──────── GIVEN DATA

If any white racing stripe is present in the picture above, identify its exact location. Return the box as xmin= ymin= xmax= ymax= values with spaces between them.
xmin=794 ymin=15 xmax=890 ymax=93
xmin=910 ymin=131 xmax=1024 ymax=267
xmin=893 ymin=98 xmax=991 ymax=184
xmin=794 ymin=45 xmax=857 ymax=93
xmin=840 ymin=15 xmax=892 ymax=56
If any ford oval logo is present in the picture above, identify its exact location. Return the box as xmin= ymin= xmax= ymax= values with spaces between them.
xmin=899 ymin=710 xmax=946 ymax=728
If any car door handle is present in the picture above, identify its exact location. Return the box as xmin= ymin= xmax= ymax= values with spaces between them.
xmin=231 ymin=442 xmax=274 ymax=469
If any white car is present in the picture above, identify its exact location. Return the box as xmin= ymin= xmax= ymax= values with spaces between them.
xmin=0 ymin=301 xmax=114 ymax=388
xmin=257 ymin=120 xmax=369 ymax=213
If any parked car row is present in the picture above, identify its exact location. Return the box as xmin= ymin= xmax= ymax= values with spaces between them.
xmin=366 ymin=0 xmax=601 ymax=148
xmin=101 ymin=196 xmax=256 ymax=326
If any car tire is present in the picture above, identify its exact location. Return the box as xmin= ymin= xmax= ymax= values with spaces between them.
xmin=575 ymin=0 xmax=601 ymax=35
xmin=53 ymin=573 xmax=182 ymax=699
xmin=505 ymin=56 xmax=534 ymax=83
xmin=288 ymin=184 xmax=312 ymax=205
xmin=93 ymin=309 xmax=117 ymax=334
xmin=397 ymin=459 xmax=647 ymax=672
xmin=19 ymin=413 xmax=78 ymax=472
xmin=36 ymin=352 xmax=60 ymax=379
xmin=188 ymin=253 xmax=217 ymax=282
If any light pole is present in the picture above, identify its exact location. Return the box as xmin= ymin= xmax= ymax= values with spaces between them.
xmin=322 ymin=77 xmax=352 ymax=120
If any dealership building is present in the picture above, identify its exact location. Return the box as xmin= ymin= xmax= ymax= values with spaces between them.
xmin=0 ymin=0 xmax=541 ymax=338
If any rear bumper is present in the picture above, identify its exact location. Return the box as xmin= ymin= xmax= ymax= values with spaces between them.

────────────────

[GOAL OF THE EXERCISE]
Reproduce all of the rows above, changing each occurrence of "identify its exact location" to "give its precise location" and keeping every other character intact.

[OUTPUT OF THE TASK]
If any white racing stripe is present in the picture above, give its precise location. Return the box as xmin= ymin= xmax= ymax= values with spaces between them.
xmin=794 ymin=15 xmax=890 ymax=93
xmin=910 ymin=131 xmax=1024 ymax=267
xmin=893 ymin=98 xmax=991 ymax=184
xmin=794 ymin=45 xmax=857 ymax=93
xmin=840 ymin=15 xmax=892 ymax=56
If any ford oval logo is present in the picture above, give its precise location. Return the box as xmin= ymin= xmax= ymax= values with spaces between them.
xmin=899 ymin=710 xmax=946 ymax=728
If any car door handle is present in the picture above, give its precise location. Return the box as xmin= ymin= xmax= ymax= values with spaces between them.
xmin=231 ymin=442 xmax=274 ymax=469
If any white car is present in the picture above, give its precise location. Return the box as xmin= ymin= xmax= ymax= values with spaces between them.
xmin=0 ymin=301 xmax=114 ymax=388
xmin=257 ymin=120 xmax=369 ymax=213
If any parked car row is present in the picture above, give its precise location. Return the box as xmin= ymin= xmax= ymax= values with spaces between them.
xmin=366 ymin=0 xmax=601 ymax=148
xmin=101 ymin=196 xmax=256 ymax=326
If any car tire is present in the picture above, give its precise location. Return the box as xmin= ymin= xmax= ymax= values with spaces between them.
xmin=575 ymin=0 xmax=601 ymax=35
xmin=53 ymin=573 xmax=182 ymax=699
xmin=505 ymin=56 xmax=534 ymax=83
xmin=288 ymin=184 xmax=312 ymax=205
xmin=93 ymin=309 xmax=117 ymax=334
xmin=397 ymin=459 xmax=647 ymax=672
xmin=19 ymin=413 xmax=78 ymax=472
xmin=36 ymin=352 xmax=60 ymax=379
xmin=188 ymin=253 xmax=217 ymax=282
If any light pole is present in the picture above, give its precise location. Return the box as xmin= ymin= xmax= ymax= values with spaces between them.
xmin=322 ymin=77 xmax=352 ymax=120
If any dealership building is present in the picture above, give its precise location. Return the box as xmin= ymin= xmax= ymax= values with spaces between them.
xmin=0 ymin=0 xmax=541 ymax=338
If any rear bumper is present in the picture above, give its precise location. Return the box as xmin= ymin= xmax= ymax= values with spaces between them.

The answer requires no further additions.